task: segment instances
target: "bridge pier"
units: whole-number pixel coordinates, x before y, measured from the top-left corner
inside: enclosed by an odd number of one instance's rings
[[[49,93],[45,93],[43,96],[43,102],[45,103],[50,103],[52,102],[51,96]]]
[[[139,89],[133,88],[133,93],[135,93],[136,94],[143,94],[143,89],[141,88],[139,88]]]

■ Work required
Copy out every line above, requests included, unchanged except that each coordinate in the answers, x and y alike, is shifted up by 85.

■ Expected answer
task: segment instances
target: "bridge pier"
units: whole-number pixel coordinates, x before y, measured from the top-left corner
inside: enclosed by an odd number of one instance's rings
[[[134,178],[130,178],[128,181],[128,187],[130,188],[135,188],[137,187],[136,181]]]
[[[224,174],[218,173],[218,178],[220,178],[221,179],[228,179],[228,174],[226,173],[224,173]]]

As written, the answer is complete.